List the names of every package under "dependencies:" in the environment section of the xtensor bug report below, omitting version numbers.

Excerpted passage:
┌──
Description
Version:
name: SomeEnvironment
channels:
- https://conda.anaconda.org/conda-forge
# Originally created on Ubuntu Jammy:
dependencies:
- numpy=1.24
- python=3.9
- xtensor-python=0.26.1
- xtensor-blas: Need to check, the machine in question is down.
I spent a good few hours lost trying to dig out a bug that was leading to a segfault, and then an obscure message coming back from numpy about not being able to allocate enough space for an enormous array.
It turns out that I was simply assigning an expression that should have been a (1D) vector to a 2-dimensional pytensor. This one verifies my constant love of constraining dimension at compile-time! "Let's just keep things simple" they say, and then I waste time trying to debug code that never could have run correctly and without safety measures it's not so simple 😅
In any case, we are at runtime and here is a MRE:
void debugEntryPoint(){
xt::pytensor<std::complex<float>, 2> matrix{
{3, 0, 0, 0},
{0, 4, 0, 0},
{0, 0, 5, 0},
{0, 0, 0, 6}
};
xt::pytensor<std::complex<float>, 1> vector{{0, 0, 0, 1}};
xt::pytensor<std::complex<float>, 1> correctResult = xt::linalg::dot(matrix, vector);
xt::pytensor<std::complex<float>, 2> incorrectResult = xt::linalg::dot(matrix, vector);
// We never get here
cout << correctResult << endl;
// Or equally:
const auto &view = xt::linalg::dot(matrix, vector);
xt::pytensor<std::complex<float>, 1> correctResult = view;
xt::pytensor<std::complex<float>, 2> incorrectResult = view;
}
I would expect a message explaining that the size of the view as the result of the expression created cannot be assigned to a tensor of this shape. I.e. note that the error comes at the moment we assign, not when we try to compute the result.
And the problem is that this is the error that results:
>>> debugEntryPoint()
numpy.core._exceptions._ArrayMemoryError: Unable to allocate 3.98 PiB for an array with shape (4, 140095169944816) and data type complex64
The above exception was the direct cause of the following exception:
Traceback (most recent call last):
File "<stdin>", line 1, in <module>
RuntimeError: NumPy: unable to create ndarray
Not sure if this is down to the BLAS or Python package, but opening here as it specifically relates to the message from Numpy and at the point we perform the copy.
Cheers
└──
Listed records:
┌──
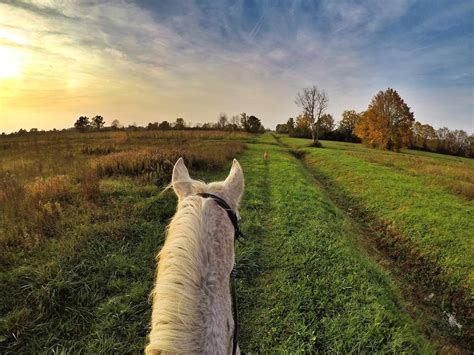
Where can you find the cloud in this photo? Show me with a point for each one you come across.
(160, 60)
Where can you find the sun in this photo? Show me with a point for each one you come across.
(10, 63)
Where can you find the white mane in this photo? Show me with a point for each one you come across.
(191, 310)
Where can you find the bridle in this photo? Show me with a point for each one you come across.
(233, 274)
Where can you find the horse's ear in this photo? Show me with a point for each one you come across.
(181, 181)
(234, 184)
└──
┌──
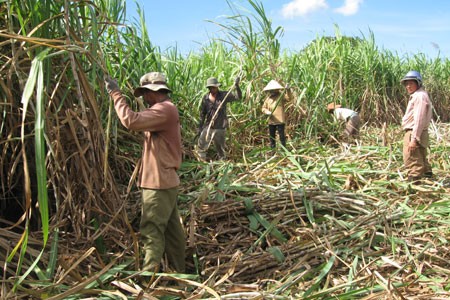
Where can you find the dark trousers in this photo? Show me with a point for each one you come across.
└──
┌──
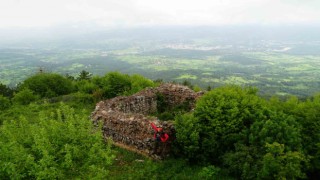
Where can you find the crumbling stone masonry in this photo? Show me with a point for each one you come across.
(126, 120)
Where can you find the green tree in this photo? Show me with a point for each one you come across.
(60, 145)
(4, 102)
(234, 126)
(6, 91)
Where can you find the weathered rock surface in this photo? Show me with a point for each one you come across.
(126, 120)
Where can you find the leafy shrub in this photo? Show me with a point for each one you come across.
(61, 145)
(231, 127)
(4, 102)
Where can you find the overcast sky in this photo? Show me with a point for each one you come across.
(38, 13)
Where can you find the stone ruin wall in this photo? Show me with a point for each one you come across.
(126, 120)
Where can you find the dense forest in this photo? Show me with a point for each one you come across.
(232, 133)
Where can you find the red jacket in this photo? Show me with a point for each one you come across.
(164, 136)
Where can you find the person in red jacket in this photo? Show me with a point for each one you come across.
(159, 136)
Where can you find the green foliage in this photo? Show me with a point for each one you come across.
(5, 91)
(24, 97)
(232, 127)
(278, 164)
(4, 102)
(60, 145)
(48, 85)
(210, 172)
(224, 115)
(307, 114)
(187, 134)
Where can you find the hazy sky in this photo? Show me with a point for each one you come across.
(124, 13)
└──
Finished task:
numpy, python, xtensor-python, xtensor-blas